REQUIREMENT:
Give the data back exactly. Leave out any images.

═══ RECORDS SUPPLIED ═══

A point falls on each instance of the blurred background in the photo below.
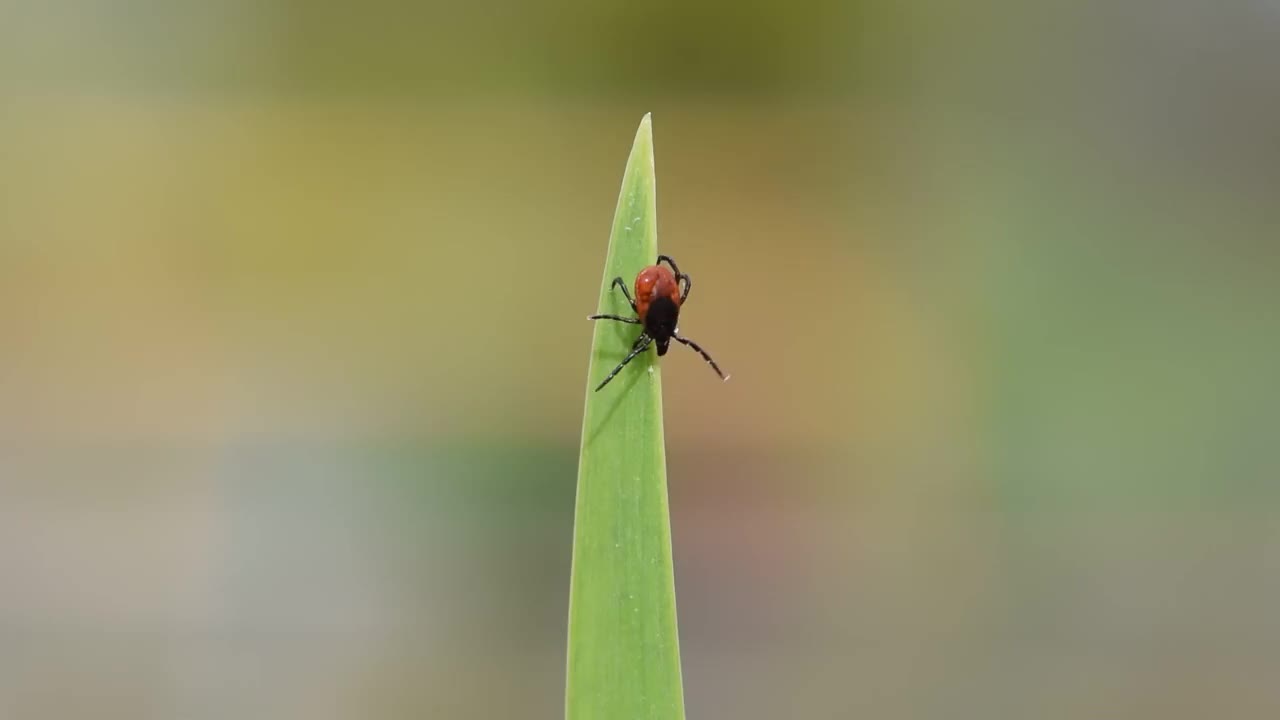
(293, 354)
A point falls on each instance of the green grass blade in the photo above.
(624, 655)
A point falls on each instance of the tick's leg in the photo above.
(618, 318)
(680, 277)
(703, 352)
(622, 286)
(641, 343)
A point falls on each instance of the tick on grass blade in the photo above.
(659, 295)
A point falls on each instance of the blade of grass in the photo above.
(624, 655)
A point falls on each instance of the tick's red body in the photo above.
(659, 295)
(658, 304)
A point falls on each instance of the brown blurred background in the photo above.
(292, 352)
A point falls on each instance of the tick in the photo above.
(661, 292)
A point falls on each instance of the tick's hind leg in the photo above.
(703, 352)
(641, 343)
(626, 294)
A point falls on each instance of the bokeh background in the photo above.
(293, 354)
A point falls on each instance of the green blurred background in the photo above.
(293, 352)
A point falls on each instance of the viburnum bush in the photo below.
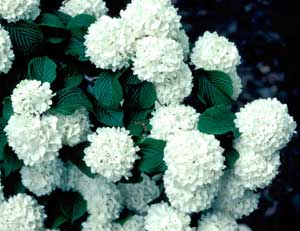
(111, 122)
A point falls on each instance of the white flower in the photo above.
(236, 85)
(135, 223)
(95, 223)
(170, 120)
(156, 58)
(214, 52)
(21, 213)
(1, 190)
(194, 159)
(34, 139)
(16, 10)
(137, 196)
(217, 222)
(156, 18)
(186, 200)
(31, 97)
(74, 128)
(265, 125)
(175, 87)
(254, 171)
(243, 227)
(6, 53)
(95, 8)
(111, 153)
(109, 43)
(42, 179)
(162, 217)
(103, 198)
(237, 207)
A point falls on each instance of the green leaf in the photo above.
(108, 90)
(215, 87)
(152, 154)
(231, 156)
(217, 120)
(110, 117)
(141, 96)
(26, 37)
(72, 205)
(67, 101)
(3, 138)
(76, 49)
(7, 108)
(79, 25)
(50, 20)
(43, 69)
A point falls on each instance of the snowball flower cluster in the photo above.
(21, 212)
(74, 128)
(156, 18)
(156, 58)
(265, 125)
(95, 8)
(111, 153)
(103, 198)
(31, 97)
(42, 179)
(109, 43)
(170, 120)
(35, 139)
(137, 196)
(214, 52)
(162, 217)
(195, 164)
(217, 222)
(6, 53)
(17, 10)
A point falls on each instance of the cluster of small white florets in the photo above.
(42, 179)
(149, 34)
(172, 119)
(195, 164)
(162, 217)
(137, 196)
(214, 52)
(6, 53)
(96, 8)
(17, 10)
(74, 128)
(111, 153)
(21, 212)
(37, 137)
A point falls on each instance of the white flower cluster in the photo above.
(111, 153)
(149, 34)
(17, 10)
(42, 179)
(217, 222)
(137, 196)
(74, 128)
(95, 8)
(21, 213)
(35, 139)
(6, 53)
(162, 217)
(214, 52)
(195, 164)
(31, 97)
(172, 119)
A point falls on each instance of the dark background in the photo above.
(267, 34)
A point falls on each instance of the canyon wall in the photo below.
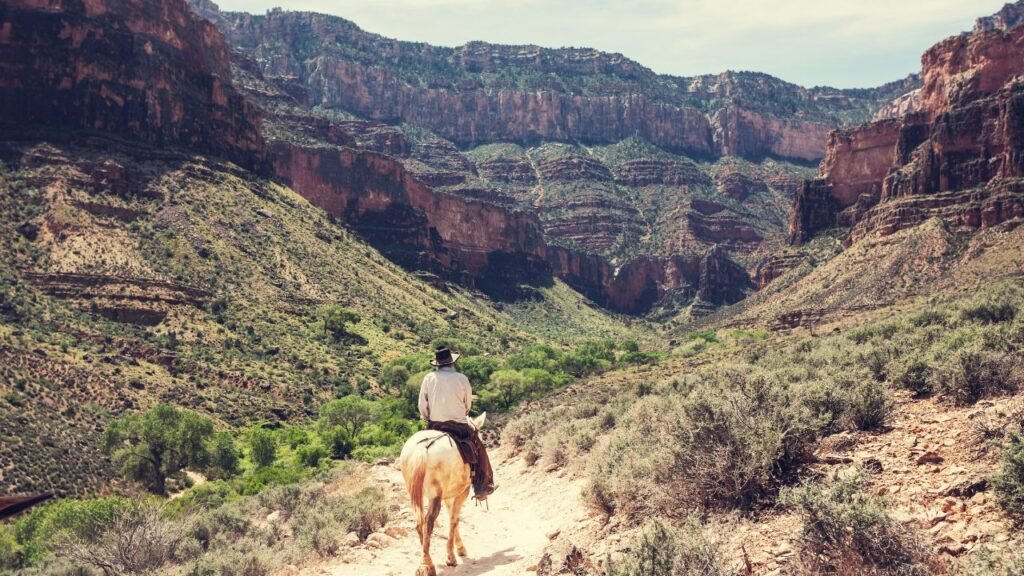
(958, 155)
(479, 92)
(145, 70)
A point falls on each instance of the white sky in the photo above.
(843, 43)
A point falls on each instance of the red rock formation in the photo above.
(479, 242)
(148, 70)
(563, 94)
(636, 286)
(741, 132)
(960, 157)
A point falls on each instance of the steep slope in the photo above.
(138, 263)
(956, 156)
(655, 179)
(147, 71)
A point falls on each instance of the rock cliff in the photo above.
(145, 70)
(958, 155)
(572, 94)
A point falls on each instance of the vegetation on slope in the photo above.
(726, 424)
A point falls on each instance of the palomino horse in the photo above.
(435, 471)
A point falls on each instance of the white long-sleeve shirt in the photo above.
(445, 396)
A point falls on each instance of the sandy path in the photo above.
(507, 539)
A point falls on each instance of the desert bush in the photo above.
(912, 374)
(262, 447)
(311, 455)
(367, 512)
(136, 540)
(341, 421)
(34, 535)
(1009, 482)
(868, 405)
(725, 442)
(986, 562)
(152, 446)
(974, 373)
(320, 530)
(848, 531)
(663, 551)
(223, 455)
(250, 561)
(929, 317)
(995, 311)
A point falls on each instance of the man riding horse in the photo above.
(444, 401)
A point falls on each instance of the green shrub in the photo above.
(992, 312)
(985, 562)
(208, 495)
(341, 421)
(973, 373)
(848, 531)
(262, 447)
(137, 539)
(662, 551)
(11, 556)
(726, 442)
(311, 455)
(159, 443)
(869, 405)
(913, 374)
(36, 533)
(929, 317)
(274, 475)
(223, 455)
(1009, 482)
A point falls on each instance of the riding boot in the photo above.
(483, 476)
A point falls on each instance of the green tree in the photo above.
(478, 369)
(506, 388)
(336, 319)
(263, 447)
(223, 454)
(159, 443)
(341, 420)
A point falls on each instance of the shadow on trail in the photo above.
(479, 566)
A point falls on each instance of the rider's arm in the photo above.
(424, 401)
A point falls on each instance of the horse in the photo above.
(435, 471)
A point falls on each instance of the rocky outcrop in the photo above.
(571, 94)
(637, 286)
(958, 157)
(638, 173)
(471, 241)
(146, 70)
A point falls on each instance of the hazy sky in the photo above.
(843, 43)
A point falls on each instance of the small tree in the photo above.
(336, 319)
(159, 443)
(341, 420)
(224, 456)
(263, 448)
(507, 387)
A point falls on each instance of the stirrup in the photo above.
(482, 495)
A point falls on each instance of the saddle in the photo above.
(463, 436)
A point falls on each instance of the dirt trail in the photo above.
(507, 539)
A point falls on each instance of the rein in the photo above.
(430, 441)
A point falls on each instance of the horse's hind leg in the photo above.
(456, 511)
(453, 530)
(427, 568)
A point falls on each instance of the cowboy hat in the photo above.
(444, 357)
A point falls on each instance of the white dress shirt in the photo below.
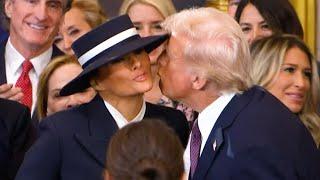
(122, 121)
(206, 120)
(13, 63)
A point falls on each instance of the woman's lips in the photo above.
(141, 77)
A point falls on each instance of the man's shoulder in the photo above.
(11, 107)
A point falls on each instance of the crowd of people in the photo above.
(156, 93)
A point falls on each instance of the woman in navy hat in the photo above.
(115, 63)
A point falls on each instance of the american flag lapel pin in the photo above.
(214, 145)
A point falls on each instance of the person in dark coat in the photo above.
(242, 131)
(73, 143)
(32, 28)
(16, 136)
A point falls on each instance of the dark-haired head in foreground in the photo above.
(145, 150)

═══

WRITTEN ANSWER:
A point falls on each instance of the blurred background in the photo below.
(293, 354)
A point falls on each instance of the green grass blade in the photo above.
(624, 655)
A point falls on each instance of the tick's leg in the photo above.
(618, 318)
(680, 277)
(703, 352)
(622, 286)
(641, 343)
A point falls on each instance of the tick on grass blade in the photo above.
(659, 295)
A point falls on each instance of the blade of grass in the photo above.
(624, 655)
A point falls on each instance of the tick's red body in the photo above.
(659, 295)
(658, 304)
A point falls on each instance of the brown blurred background in the photo above.
(292, 352)
A point falls on each instance of the tick in the photo above.
(661, 292)
A point falls on each instance of the tick's hind leg in the photo above.
(703, 352)
(641, 343)
(626, 294)
A point falls on each instance of the bokeh background in the photo above.
(293, 354)
A point falls on each instance of the green blurred background in the photo above.
(293, 352)
A point falls on each instance of the viburnum bush in the photo below.
(111, 122)
A point falls on each instance of the white flower in the photo above.
(236, 85)
(135, 223)
(95, 223)
(170, 120)
(156, 58)
(214, 52)
(21, 213)
(1, 190)
(194, 159)
(34, 139)
(16, 10)
(137, 196)
(217, 222)
(156, 18)
(186, 200)
(31, 97)
(74, 128)
(265, 125)
(175, 87)
(254, 171)
(243, 227)
(6, 53)
(95, 8)
(111, 153)
(109, 43)
(42, 179)
(162, 217)
(103, 198)
(237, 207)
A point falls on each instance of the green leaf in the photo above.
(108, 90)
(215, 87)
(152, 154)
(231, 156)
(217, 120)
(110, 117)
(141, 96)
(26, 37)
(72, 205)
(67, 101)
(3, 138)
(76, 49)
(7, 108)
(79, 25)
(50, 20)
(43, 69)
A point falls on each instance of the snowball flower cluster in the photo above.
(21, 212)
(74, 128)
(156, 18)
(156, 58)
(265, 125)
(95, 8)
(111, 153)
(103, 198)
(31, 97)
(42, 179)
(109, 43)
(170, 120)
(35, 139)
(137, 196)
(214, 52)
(162, 217)
(195, 164)
(217, 222)
(6, 53)
(17, 10)
A point falls on each instance of the cluster of small white florets in the photo above.
(42, 179)
(149, 34)
(172, 119)
(195, 164)
(162, 217)
(137, 196)
(214, 52)
(6, 53)
(96, 8)
(17, 10)
(74, 128)
(111, 153)
(21, 212)
(37, 137)
A point falls on each instance of the white flower cluster in the photo above.
(111, 153)
(149, 34)
(17, 10)
(42, 179)
(217, 222)
(137, 196)
(74, 128)
(95, 8)
(21, 213)
(35, 139)
(6, 53)
(162, 217)
(214, 52)
(195, 164)
(31, 97)
(172, 119)
A point falls on each instance of the dark background in the photo above.
(267, 34)
A point falls on each instance of the canyon wall in the photo below.
(958, 155)
(479, 92)
(145, 70)
A point falls on each instance of the white sky in the photo above.
(843, 43)
A point falls on each instance of the red rock formation in the photo above.
(479, 242)
(148, 70)
(563, 94)
(636, 286)
(741, 132)
(960, 157)
A point falls on each instance of the steep slope in the photo above.
(138, 263)
(956, 156)
(655, 179)
(147, 71)
A point falls on each instance of the rock cliff in the photo above.
(145, 70)
(958, 155)
(572, 94)
A point falls on each instance of the vegetation on slope in the photo above.
(726, 424)
A point falls on each instance of the palomino horse in the photo above.
(435, 471)
A point falls on each instance of the white long-sleeve shirt in the photo above.
(445, 396)
A point falls on each instance of the sandy path in the photo above.
(507, 539)
A point falls on each instance of the desert bush in the photo above.
(912, 374)
(262, 447)
(311, 455)
(367, 512)
(136, 540)
(341, 421)
(34, 535)
(1009, 482)
(868, 405)
(725, 442)
(986, 562)
(152, 446)
(974, 373)
(320, 530)
(848, 531)
(663, 551)
(223, 455)
(250, 561)
(929, 317)
(995, 311)
A point falls on each instance of the man riding horse in the photo above.
(444, 401)
A point falls on each instance of the green shrub in the photo above.
(992, 312)
(985, 562)
(208, 495)
(341, 421)
(973, 373)
(848, 531)
(262, 447)
(137, 539)
(662, 551)
(11, 556)
(726, 442)
(311, 455)
(159, 443)
(869, 405)
(913, 374)
(36, 533)
(929, 317)
(274, 475)
(223, 455)
(1009, 482)
A point falls on each instance of the riding boot in the photo above.
(483, 476)
A point falls on each instance of the green tree in the photo above.
(478, 369)
(506, 388)
(336, 319)
(263, 447)
(223, 454)
(159, 443)
(341, 420)
A point falls on each instance of the shadow on trail in the photo above.
(479, 566)
A point falls on each instance of the rider's arm in the photo above.
(424, 401)
A point falls on each instance of the horse in the photo above.
(435, 471)
A point falls on each instance of the rocky outcrop in the photo above.
(571, 94)
(637, 286)
(958, 157)
(638, 173)
(471, 241)
(146, 70)
A point falls on each instance of the hazy sky in the photo above.
(843, 43)
A point falls on each instance of the small tree in the photo above.
(336, 319)
(159, 443)
(341, 420)
(224, 456)
(263, 448)
(507, 387)
A point falls on each instance of the stirrup in the photo above.
(482, 495)
A point falls on each instance of the saddle in the photo above.
(463, 436)
A point falls on each instance of the dirt trail in the photo above.
(507, 539)
A point falls on each instance of the rein in the photo above.
(430, 441)
A point falls on each instance of the horse's hind leg in the photo above.
(456, 511)
(453, 530)
(427, 568)
A point falls on each instance of the cowboy hat in the photo above.
(444, 357)
A point falls on each instance of the white dress shirt in the photo below.
(122, 121)
(206, 120)
(13, 63)
A point falls on each instance of the woman's lips in the photo above.
(141, 77)
A point falls on each instance of the man's shoulder in the photo above.
(11, 107)
A point falls on each instance of the crowd of people in the photo above.
(156, 93)
A point falls on each instance of the woman in navy hat in the photo above.
(115, 63)
A point falls on each instance of the american flag lapel pin in the photo above.
(214, 145)
A point falls on each instance of the person in dark coat in the photo above.
(242, 131)
(73, 143)
(32, 28)
(16, 136)
A point falls on each instance of the dark-haired head in foreground in the photo above.
(145, 150)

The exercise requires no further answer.